Point-per-instance localization data
━━━

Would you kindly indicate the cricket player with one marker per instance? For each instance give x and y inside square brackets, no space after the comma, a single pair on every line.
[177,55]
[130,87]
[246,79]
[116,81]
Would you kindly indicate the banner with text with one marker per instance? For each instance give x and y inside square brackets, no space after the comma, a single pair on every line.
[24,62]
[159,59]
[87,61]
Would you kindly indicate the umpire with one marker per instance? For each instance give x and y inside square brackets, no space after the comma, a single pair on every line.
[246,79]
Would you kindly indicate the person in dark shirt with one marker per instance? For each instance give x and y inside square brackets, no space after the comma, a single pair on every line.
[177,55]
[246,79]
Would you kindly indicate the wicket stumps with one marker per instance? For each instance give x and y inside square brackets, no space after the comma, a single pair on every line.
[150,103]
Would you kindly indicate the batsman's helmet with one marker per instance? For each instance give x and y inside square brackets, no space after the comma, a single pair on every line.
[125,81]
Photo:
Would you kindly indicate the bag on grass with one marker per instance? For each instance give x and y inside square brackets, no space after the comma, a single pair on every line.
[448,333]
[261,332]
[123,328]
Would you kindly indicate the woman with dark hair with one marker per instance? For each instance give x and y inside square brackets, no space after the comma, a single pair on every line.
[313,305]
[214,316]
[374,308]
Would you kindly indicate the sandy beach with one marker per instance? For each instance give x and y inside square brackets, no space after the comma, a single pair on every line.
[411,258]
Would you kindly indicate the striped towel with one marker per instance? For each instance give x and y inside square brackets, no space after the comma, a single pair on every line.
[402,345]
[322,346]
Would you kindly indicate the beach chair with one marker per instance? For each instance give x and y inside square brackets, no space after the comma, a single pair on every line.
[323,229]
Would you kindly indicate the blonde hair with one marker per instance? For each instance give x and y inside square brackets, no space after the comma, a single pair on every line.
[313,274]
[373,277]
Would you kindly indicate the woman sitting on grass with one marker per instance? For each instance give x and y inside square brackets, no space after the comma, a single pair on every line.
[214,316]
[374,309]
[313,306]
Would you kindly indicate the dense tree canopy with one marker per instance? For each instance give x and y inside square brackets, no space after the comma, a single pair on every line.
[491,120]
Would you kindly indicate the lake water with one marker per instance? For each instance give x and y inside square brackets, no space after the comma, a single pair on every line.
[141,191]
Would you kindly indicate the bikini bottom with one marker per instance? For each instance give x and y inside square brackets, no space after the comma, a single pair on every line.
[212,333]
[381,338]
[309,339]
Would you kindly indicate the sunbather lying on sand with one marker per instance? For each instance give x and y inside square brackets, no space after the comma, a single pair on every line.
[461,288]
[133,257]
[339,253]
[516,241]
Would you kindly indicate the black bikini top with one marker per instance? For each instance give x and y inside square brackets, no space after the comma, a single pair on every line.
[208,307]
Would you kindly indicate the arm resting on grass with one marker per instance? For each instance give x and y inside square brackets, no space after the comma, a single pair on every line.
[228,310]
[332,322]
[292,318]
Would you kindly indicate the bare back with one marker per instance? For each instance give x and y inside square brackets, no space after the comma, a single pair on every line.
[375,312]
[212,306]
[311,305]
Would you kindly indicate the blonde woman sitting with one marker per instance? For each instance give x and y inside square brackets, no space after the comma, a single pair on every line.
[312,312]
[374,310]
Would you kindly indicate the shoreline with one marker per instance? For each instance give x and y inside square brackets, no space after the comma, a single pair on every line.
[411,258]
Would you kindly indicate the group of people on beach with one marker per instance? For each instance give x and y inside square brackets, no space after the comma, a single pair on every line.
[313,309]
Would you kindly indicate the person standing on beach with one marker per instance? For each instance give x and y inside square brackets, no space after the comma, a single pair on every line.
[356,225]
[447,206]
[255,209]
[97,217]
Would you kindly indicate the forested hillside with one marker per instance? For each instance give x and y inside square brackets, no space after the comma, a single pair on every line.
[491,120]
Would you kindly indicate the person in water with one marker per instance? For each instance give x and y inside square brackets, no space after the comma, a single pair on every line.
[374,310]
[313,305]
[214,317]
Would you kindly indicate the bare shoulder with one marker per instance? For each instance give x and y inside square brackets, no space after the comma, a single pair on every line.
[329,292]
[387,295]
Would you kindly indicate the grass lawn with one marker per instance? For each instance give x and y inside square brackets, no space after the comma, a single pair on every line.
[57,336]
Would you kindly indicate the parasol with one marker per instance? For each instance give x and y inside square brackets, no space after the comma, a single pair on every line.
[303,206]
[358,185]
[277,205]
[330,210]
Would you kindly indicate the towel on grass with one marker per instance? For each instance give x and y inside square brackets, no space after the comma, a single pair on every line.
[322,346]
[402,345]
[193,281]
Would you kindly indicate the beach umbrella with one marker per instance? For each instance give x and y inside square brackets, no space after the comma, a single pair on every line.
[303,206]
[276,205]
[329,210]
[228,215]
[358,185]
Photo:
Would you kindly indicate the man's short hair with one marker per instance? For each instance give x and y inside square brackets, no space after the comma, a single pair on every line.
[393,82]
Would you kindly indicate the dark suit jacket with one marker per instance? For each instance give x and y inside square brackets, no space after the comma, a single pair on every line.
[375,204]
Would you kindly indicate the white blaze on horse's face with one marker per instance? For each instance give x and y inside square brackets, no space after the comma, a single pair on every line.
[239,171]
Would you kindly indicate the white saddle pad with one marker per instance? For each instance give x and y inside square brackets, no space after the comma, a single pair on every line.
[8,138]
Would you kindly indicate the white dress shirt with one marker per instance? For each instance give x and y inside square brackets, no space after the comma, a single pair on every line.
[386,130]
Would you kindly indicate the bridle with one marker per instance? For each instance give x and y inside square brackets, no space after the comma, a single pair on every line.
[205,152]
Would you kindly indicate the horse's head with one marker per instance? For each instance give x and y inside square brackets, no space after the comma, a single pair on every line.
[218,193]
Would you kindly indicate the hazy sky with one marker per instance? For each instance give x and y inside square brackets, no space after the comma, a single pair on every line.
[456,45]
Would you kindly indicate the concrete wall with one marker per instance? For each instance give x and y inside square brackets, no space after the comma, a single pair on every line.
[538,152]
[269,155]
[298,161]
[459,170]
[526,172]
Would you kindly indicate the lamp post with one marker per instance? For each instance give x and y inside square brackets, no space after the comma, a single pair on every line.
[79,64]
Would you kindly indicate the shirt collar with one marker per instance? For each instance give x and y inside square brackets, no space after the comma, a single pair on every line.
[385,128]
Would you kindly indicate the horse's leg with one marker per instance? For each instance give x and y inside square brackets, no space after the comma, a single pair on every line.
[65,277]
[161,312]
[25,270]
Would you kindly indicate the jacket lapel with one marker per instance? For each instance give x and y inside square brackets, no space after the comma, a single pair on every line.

━━━

The only acceptable answer is the full set of entries, repeated exactly.

Would you kindly indicate the cricket player with one marker per instance? For each instance give x and y inside square brackets, no space after the comma, a single pair on every line.
[177,55]
[130,87]
[246,79]
[116,81]
Would you kindly indicate the banner with text with one marker per instance? For each instance give x and y inside square brackets, no space after the comma, a single pair on every line.
[24,62]
[159,59]
[87,61]
Would you kindly indicate the umpire with one marker per instance? For each instance give x and y inside square brackets, no space after the comma, a single pair on every line.
[246,79]
Would you kindly indicate the person in dark shirt with one marker per instance? For each instance give x and y inside square brackets, no space after the comma, a single pair on every line.
[177,55]
[246,79]
Would you kindly indicate the wicket stumps with one marker per instance? For each instance give x and y inside square brackets, no space after the comma, a single pair on every line.
[150,103]
Would you kindly indicate the batsman's helmet with one marker per instance? For each instance give x and y inside square brackets, no space after the comma, a single pair on every line.
[125,81]
Photo:
Would you kindly indicate the bag on grass with one marker per instance? For each instance give x and y inside square brackets, no space after the comma, a single pair on every line.
[448,333]
[261,332]
[123,328]
Would you kindly indicate the woman with dark hair with one marker per instance? For each instance give x and y inside square brackets, no space after the comma, a single pair on every line.
[313,305]
[214,316]
[374,308]
Would you kindly indicate the sandy beach with one marker per instance? For each instance give x and y inside square brackets, no space after the comma, a single pair on every line.
[411,258]
Would you kindly indicate the striped towel with one marker per instance? For each instance give x and y inside square brackets, no space after the comma, a single pair on every line.
[402,345]
[322,346]
Would you kindly indicate the beach chair with one marker per instance? For each instance give x and y inside square brackets, no space after the comma, a single pair on every line.
[323,229]
Would you kindly indicate the blonde hair with one marker per instance? For each instance give x and y inside square brackets, no space after the comma, a single pair on every line.
[313,274]
[373,277]
Would you kindly indicate the woman sitting on grass with one marker per instance? For each instance give x and y inside square brackets, no space after the comma, a single pair on every line.
[214,316]
[374,309]
[313,306]
Would you kindly indicate the dense tree canopy with one marker per instance? For each instance give x and y inside square brackets, no space after the comma, a single pair on every line.
[491,120]
Would you kindly indicate the lake water with one marker per instance? For each instance give x and y inside square brackets, no space after the comma, a single pair on every line.
[141,191]
Would you kindly indicate the bikini bottom with one marker per instance? For each instance give x and y inside square brackets, no space after the comma, a single pair on every line.
[212,333]
[381,338]
[309,339]
Would you kindly indicate the sunbather lying on sand with one marker per instance? For each instance give x and y inside square brackets, no space after the comma, a single pair on every line.
[461,288]
[133,257]
[339,253]
[516,241]
Would you kindly indicate the black bikini top with one marker per instance? For each instance give x and y inside square brackets, no space after the comma, a single pair on every line.
[208,307]
Would you kindly indicate the arm resting on grass with one marker per instance? For each instance give x and y inside square brackets, no space after the comma, a single pair on every line.
[228,310]
[332,322]
[292,318]
Would you kindly indicate the bare back with one marker per instance? For each instance give x and y inside square brackets, no space after the comma, a single pair on every line.
[375,312]
[212,306]
[311,305]
Would you kindly indicate the blonde woman sitting with one marker per instance? For each instance give x and y inside square brackets, no space after the comma, a single pair on every line.
[312,312]
[374,310]
Would you kindly indicate the shoreline with one marker per instance? For each instance give x and y inside square brackets, no space after the comma, a single pair on every line.
[411,258]
Would you kindly indicate the group of people on beach with one marker per instance? For each instance give x and y inside square brackets, no space after the comma, a single pair on every line.
[313,309]
Would you kindly indicate the person standing on beach with one marker per instance? For each instance give x and y inside square brackets, no space after the comma, a single pair on every line.
[356,225]
[447,206]
[255,209]
[97,217]
Would you kindly indicate the forested hillside with one marker per instance? For each instance give x and y inside square brackets, no space after the comma, a single pair on every line.
[491,120]
Would you kindly indicate the person in water with one marker per instance? For each instance give x and y inside square brackets, no space after the comma, a single pair on every line.
[374,310]
[313,305]
[214,317]
Would you kindly indicate the bare shoulder with one marker per instance? For each instance give x and y inside square brackets, no space after the comma, a single pair on every line.
[329,292]
[387,295]
Would you kindly indicate the grass lawn with one marker per instance? For each instance give x and y inside square brackets, no space after the comma, a single pair on every line.
[57,336]
Would you kindly indicate the parasol with one marker per instance? For each instance give x and y inside square brackets, no space after the comma, a single pair on every line.
[303,206]
[358,185]
[277,205]
[330,210]
Would you kindly indicate the towel on grass with one marker per instance? For each instance give x and y inside square brackets, no space after the comma, a single pair on every line.
[322,346]
[402,345]
[193,281]
Would you kindly indicate the beach umbrella with one marker per instance? For each instance give x and y inside square brackets, no space after the comma, a single pair on every line.
[303,206]
[276,205]
[329,210]
[228,215]
[358,185]
Photo:
Would you kindly indicate the man's short hair with one marker per instance? For each instance give x and y inside square brackets, no space after the comma, a single pair on every line.
[393,82]
Would you kindly indicate the dark suit jacket with one marker per instance? For each instance give x and y inside square brackets, no space after the comma, a single pair on every line.
[375,204]
Would you kindly indicate the white blaze on horse's face with one marker per instance? For each instance give x and y inside square brackets, no space after the comma, a single pair on every line.
[239,171]
Would you kindly indicate the white saddle pad with one marker per instance? For each instance give x and y inside square brackets, no space after the comma, a single pair on every line.
[8,138]
Would you kindly indicate the white dress shirt with one marker per instance? For each instance give x and y inside square brackets, no space after the comma, a single pair on every line.
[386,130]
Would you kindly indicate the bridle with one marker per instance? For each instance give x and y inside square brackets, no space after the comma, a single pair on every line.
[205,152]
Would you kindly indicate the horse's head with one marker per instance? For each instance give x and y inside square brackets, no space after the comma, a single pair on every line.
[218,193]
Would you kindly indicate the hazy sky with one marker per instance? For each instance give x and y inside square brackets, no space after the comma, a single pair on every line.
[456,45]
Would you kindly indicate the concrete wall with one marker per instance? For each instance give x and y inside square brackets, no space after the comma, a single pair on every line.
[538,152]
[269,155]
[298,161]
[459,170]
[526,172]
Would you kindly indicate the lamp post with one marker per instance? For each instance give x and y inside square brackets, no space after the comma, a single pair on every line.
[79,64]
Would you kindly indicate the shirt collar with one marker per instance? For each instance give x and y inside square brackets, no space after the comma, a single pair on every line.
[385,128]
Would you kindly indicate the horse's leg with one marker per instance? For each instance give x and y inside square brackets, no space after the comma, a single pair on every line.
[65,277]
[161,312]
[25,270]
Would you kindly indicate the jacket lapel with one marker per instance? For each instance give x and y inside square brackets, no space after the comma, a single pair on every line.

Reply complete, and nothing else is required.